* _PASSAGE PROVIDED_
Buried is not a book about being buried in an avalanche. Yes, author Ken Wylie was buried in an avalanche.

Buried is not a book about being buried in an avalanche.

Yes, author Ken Wylie was buried in an avalanche. And for the first 80 intense, gripping pages, he describes in detail from his perspective as the assistant guide leading a group of backcountry skiers climbing up a slope in B.C.’s Selkirk Mountains in 2003, the avalanche that buried him and took the lives of seven skiers.

Continuing beyond that day, however, Buried unveils how Wylie struggled for years to gain understanding of his role in the avalanche.

He began writing because he felt a deep need to apologize to the families of the seven victims, which included Canmore chef Jean-Luc Schwendener and snowboarding superstar Craig Kelly. Much of the story is devoted to the situation of the workplace he found himself in.

As an assistant guide eager to please, Wylie said his personality allowed him to be easily intimidated by forceful people, which contributed to the avalanche incident.

“I remember not feeling comfortable at all, every cell in my body was screaming not to go into that terrain,” Wylie said. “I followed as an assistant guide perceiving I had no choice.”

Humans, he stated, can intellectualize just about anything.

* _TASK DIRECTIONS_
Write the next few paragraphs of the piece on Ken Wylie's avalanche book Buried, picking up after its final sentence.

* _MATERIAL PROVIDED_
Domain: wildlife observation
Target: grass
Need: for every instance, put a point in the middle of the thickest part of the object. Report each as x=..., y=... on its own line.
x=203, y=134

* _ANSWER TO THIS EXERCISE_
“In our current reality, we think too much,” Wylie said. “We can rationalize our way into tragedy. By thinking too much we fail to really hear what is going on.”

Writing, he said, led him to reflect on various events in his life that ultimately revealed seven lessons, one for each of the victims.

“If I fail to reflect, I’m not different from my gear,” Wylie said. “On every backcountry adventure a person takes their gear out to travel the landscape, then at the end of the day the skis, packs, ropes are put away. Gear just wears out. The reflection piece is the growth piece, the expansion piece.”

One lesson illuminated is how he found it easier to be physically courageous, or to make a decision that put him or others in danger, than to speak up against popular opinion.

“I wanted a stamp of approval. I wanted that guide’s certificate. I wanted in the club,” Wylie said. “That’s not necessarily what I was meant to be there for. I was meant to be there for my guests, and to keep them safe.”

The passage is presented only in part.